> [WORK TO BE COMPLETED]: An exact transcription of the data below is needed.

*** STORED DATA ***

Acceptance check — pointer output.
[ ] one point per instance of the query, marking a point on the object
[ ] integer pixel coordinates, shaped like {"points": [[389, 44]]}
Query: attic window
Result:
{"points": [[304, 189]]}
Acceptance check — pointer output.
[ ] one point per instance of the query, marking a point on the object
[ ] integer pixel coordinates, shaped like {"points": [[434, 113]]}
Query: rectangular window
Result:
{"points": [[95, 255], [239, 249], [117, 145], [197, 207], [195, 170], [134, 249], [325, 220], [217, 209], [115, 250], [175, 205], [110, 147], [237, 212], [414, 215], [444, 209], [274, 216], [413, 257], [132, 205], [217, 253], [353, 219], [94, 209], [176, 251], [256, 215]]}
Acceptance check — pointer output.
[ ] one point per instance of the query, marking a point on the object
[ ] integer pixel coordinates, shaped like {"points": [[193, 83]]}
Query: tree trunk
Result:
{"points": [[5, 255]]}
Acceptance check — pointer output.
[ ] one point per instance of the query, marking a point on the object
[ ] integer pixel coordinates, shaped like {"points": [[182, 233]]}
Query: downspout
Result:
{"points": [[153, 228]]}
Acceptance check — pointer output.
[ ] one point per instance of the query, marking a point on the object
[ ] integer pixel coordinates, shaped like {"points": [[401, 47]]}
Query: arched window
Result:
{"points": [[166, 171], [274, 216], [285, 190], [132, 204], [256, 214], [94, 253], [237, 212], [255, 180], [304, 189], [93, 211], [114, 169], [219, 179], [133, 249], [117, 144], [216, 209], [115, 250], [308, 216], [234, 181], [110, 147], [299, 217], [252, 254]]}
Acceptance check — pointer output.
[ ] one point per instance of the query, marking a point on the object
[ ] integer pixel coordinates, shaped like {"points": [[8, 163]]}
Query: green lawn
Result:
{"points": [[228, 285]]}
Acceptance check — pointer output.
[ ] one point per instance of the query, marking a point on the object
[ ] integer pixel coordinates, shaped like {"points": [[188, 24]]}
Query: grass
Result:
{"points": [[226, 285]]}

***

> [ANSWER TO THIS EXERCISE]:
Acceptance check — pointer output.
[ ] one point per instance of the query, marking a point on the object
[ ] integer pixel coordinates, shaped like {"points": [[389, 44]]}
Query: attic window
Result:
{"points": [[304, 189]]}
Acceptance check — pointer output.
[ ] one point per instance of the query, marking a point on the object
[ ] integer pixel coordinates, shaped like {"points": [[434, 113]]}
Query: rectangular window
Result:
{"points": [[95, 255], [239, 249], [117, 145], [197, 207], [195, 170], [134, 249], [325, 220], [217, 209], [115, 250], [175, 205], [110, 147], [237, 212], [414, 215], [444, 209], [274, 216], [413, 257], [132, 205], [217, 253], [353, 219], [94, 209], [176, 251], [256, 215]]}
Acceptance check — pointer output.
[ ] one point per instance of the query, marking a point on the object
[ ] integer pixel coordinates, shaped like {"points": [[193, 83]]}
Query: tree trunk
Result:
{"points": [[5, 255]]}
Acceptance check — pointer output.
[ ] one point per instance of the query, marking a point on the object
[ ] integer pixel coordinates, shaped like {"points": [[182, 233]]}
Query: downspout
Result:
{"points": [[153, 228]]}
Acceptance check — pointer output.
[ ] one point per instance of the query, marking a point on the object
[ ] integer pixel coordinates, shaped like {"points": [[401, 47]]}
Query: arched window
Result:
{"points": [[166, 171], [274, 216], [285, 190], [132, 204], [256, 214], [94, 253], [237, 212], [255, 180], [304, 189], [93, 211], [114, 169], [219, 179], [133, 249], [117, 144], [216, 209], [115, 250], [308, 216], [234, 181], [110, 147], [299, 217], [252, 254]]}
Acceptance check — pointer output.
[ ] one point per instance of the query, marking a point on the object
[ ] integer pixel coordinates, shaped like {"points": [[8, 163]]}
Query: green lawn
Result:
{"points": [[228, 285]]}
Acceptance check — pointer output.
[ ] one point per instance of the query, marking a point on the object
[ ] integer pixel coordinates, shaped like {"points": [[188, 24]]}
Query: grass
Result:
{"points": [[226, 285]]}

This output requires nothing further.